From the material below, copy every line that contains the word "finial".

━━━━━ Records for this task ━━━━━

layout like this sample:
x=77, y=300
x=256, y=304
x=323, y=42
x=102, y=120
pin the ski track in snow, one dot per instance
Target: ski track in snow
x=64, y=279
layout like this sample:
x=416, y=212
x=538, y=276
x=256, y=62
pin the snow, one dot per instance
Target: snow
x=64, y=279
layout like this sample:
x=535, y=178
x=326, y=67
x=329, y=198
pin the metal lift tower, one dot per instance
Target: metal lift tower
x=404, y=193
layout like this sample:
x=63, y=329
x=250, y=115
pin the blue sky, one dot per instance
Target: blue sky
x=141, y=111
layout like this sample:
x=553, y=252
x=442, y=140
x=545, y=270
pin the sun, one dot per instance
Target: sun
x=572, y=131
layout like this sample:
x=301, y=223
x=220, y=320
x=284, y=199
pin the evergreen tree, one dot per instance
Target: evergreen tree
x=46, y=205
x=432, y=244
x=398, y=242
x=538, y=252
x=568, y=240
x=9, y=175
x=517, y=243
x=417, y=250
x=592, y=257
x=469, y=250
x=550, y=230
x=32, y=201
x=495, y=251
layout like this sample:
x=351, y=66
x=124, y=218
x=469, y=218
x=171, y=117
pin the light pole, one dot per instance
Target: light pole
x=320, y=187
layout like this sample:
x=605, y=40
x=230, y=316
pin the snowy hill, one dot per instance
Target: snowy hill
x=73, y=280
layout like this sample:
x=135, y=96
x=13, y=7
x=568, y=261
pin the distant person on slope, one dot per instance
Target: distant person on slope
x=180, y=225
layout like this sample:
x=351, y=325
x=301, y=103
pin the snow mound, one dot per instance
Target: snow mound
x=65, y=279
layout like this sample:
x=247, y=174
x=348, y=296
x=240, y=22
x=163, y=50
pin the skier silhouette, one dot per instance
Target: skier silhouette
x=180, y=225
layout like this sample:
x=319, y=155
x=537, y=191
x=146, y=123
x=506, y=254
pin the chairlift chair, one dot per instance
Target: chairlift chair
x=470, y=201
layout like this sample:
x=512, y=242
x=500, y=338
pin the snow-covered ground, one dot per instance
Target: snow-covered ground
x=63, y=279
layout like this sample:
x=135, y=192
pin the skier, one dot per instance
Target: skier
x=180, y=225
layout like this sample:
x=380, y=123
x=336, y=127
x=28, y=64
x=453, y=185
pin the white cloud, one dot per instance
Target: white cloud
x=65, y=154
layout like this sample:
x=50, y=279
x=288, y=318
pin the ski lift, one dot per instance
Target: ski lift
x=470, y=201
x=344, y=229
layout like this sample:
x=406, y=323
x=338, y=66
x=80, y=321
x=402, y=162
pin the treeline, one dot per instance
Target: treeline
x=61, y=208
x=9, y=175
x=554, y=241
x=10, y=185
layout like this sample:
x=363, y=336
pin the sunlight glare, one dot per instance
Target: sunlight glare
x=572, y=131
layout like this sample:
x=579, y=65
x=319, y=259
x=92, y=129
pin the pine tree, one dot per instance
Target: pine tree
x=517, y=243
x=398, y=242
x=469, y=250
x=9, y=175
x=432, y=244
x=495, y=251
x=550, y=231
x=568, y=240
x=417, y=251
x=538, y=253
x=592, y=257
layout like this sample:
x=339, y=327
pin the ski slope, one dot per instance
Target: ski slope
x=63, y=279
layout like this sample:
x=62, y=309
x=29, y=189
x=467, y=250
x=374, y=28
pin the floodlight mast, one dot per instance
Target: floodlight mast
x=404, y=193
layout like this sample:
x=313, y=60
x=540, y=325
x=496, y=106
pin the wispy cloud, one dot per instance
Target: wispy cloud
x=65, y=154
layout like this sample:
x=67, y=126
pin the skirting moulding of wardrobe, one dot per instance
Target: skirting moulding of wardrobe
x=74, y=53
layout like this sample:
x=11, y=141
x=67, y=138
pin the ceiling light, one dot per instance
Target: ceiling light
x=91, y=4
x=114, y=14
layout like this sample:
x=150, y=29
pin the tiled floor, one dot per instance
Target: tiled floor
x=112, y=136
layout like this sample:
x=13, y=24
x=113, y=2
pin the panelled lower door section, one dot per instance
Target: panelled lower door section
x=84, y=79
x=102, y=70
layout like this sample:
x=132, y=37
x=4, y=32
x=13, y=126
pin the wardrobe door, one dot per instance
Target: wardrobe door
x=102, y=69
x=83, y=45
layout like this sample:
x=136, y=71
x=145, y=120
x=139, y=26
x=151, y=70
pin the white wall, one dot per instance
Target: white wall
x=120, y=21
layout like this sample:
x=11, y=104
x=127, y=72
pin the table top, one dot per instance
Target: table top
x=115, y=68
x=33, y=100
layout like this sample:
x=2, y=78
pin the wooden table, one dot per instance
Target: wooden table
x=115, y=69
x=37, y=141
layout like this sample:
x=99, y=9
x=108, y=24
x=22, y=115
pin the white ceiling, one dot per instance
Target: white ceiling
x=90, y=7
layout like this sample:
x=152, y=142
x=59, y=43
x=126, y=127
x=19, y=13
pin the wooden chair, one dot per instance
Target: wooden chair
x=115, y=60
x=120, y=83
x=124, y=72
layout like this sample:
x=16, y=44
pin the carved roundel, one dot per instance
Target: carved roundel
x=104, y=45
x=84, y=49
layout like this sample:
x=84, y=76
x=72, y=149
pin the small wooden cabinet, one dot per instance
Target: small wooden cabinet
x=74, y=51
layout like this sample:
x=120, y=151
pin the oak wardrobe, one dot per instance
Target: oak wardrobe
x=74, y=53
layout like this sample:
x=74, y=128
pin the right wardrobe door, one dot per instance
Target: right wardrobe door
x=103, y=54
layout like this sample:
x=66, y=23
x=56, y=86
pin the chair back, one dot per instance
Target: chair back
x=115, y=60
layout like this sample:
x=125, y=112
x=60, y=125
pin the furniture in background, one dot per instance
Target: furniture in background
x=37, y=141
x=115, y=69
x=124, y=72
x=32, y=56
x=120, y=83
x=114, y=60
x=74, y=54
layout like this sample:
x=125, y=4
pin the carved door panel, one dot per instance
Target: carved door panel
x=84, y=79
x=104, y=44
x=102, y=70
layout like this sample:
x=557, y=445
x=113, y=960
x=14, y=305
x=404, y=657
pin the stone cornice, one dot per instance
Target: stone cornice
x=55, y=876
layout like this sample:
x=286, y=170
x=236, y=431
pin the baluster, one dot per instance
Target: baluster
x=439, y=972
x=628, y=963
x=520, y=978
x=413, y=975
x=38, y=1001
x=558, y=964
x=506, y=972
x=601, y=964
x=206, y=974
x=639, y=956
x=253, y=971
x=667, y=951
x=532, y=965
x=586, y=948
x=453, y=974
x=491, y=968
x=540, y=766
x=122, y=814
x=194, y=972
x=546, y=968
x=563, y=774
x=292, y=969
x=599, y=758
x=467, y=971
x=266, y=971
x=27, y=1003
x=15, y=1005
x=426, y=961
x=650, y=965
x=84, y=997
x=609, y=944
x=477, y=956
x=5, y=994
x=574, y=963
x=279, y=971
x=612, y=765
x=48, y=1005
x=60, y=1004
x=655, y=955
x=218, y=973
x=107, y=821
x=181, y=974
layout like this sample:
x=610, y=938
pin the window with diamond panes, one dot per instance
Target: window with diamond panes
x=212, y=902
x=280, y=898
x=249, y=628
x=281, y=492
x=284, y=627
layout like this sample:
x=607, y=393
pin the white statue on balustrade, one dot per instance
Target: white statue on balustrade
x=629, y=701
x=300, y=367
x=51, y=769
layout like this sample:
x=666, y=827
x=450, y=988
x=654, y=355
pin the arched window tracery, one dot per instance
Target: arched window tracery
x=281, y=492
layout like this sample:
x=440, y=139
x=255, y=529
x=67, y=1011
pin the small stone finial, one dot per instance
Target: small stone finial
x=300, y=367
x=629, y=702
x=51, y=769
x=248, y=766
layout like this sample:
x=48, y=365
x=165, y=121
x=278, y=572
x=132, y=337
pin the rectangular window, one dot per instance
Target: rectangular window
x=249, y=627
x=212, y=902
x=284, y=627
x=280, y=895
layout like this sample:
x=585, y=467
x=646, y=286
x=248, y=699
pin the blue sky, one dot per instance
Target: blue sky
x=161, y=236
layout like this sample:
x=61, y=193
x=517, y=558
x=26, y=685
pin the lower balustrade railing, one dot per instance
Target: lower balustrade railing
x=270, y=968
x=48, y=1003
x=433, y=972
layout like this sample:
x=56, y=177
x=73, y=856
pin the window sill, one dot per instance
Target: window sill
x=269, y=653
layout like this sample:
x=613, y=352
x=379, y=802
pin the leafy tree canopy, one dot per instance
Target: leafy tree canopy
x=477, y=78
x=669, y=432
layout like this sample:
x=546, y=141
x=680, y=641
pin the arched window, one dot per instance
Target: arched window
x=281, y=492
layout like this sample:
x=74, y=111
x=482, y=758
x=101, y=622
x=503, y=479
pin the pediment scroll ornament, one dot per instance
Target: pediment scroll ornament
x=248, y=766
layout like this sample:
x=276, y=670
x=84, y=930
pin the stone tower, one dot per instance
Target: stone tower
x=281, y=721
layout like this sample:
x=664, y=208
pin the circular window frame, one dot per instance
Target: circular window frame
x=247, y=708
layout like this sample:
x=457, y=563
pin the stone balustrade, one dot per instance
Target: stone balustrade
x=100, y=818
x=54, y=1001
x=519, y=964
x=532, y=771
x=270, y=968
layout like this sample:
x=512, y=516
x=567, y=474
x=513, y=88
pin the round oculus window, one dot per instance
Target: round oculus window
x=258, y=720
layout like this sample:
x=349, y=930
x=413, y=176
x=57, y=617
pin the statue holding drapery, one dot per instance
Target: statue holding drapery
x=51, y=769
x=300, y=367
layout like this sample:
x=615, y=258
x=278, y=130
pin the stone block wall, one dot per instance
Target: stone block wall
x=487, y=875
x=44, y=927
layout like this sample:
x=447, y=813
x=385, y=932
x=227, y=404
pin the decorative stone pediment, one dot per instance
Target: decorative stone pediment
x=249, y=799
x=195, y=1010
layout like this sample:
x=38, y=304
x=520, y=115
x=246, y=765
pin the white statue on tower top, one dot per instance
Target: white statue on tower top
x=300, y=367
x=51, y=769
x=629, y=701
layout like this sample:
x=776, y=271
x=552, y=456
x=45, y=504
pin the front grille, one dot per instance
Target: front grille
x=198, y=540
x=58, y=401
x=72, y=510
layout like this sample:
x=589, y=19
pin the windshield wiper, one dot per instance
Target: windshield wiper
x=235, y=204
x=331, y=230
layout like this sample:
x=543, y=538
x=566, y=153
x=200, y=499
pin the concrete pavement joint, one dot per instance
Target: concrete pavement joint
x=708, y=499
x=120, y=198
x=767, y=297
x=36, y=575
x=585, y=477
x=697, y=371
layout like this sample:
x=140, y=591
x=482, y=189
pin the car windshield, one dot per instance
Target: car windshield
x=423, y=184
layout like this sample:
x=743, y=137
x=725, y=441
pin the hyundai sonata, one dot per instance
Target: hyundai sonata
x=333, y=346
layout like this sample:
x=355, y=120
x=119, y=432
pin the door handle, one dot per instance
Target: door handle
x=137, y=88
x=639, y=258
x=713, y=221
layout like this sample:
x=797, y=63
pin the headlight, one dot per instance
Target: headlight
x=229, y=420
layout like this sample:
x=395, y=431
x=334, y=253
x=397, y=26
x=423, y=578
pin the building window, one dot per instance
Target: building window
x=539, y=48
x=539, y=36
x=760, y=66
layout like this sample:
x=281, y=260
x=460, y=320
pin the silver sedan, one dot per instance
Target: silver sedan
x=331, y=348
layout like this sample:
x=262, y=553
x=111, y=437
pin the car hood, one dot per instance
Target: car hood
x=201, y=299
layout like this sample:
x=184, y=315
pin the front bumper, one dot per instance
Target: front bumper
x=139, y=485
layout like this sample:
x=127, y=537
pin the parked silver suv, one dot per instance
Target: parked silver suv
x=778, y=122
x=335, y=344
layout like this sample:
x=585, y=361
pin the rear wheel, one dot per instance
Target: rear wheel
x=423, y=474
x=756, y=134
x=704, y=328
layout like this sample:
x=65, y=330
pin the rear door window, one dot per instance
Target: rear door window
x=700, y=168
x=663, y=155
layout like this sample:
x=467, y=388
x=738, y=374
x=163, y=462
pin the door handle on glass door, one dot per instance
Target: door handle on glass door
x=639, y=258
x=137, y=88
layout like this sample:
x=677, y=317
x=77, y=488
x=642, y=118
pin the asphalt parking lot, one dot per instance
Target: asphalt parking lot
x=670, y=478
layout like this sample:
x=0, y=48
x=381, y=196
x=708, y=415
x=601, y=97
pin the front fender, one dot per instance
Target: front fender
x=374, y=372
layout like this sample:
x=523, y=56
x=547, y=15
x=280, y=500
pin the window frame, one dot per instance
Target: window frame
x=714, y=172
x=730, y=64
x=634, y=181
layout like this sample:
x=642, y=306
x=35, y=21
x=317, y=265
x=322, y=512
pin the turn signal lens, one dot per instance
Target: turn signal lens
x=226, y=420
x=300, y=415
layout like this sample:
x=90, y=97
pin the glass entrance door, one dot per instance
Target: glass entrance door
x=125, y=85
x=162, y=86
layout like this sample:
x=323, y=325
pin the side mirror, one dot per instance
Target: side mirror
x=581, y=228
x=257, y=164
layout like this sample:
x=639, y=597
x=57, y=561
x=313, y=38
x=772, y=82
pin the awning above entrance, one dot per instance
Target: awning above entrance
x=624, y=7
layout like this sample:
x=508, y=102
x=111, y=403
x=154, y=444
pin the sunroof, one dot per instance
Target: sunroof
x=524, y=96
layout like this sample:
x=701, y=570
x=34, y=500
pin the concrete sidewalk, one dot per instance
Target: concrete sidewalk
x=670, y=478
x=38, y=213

━━━━━

Full solution ::
pin the small stone finial, one dot per instance
Target: small stone finial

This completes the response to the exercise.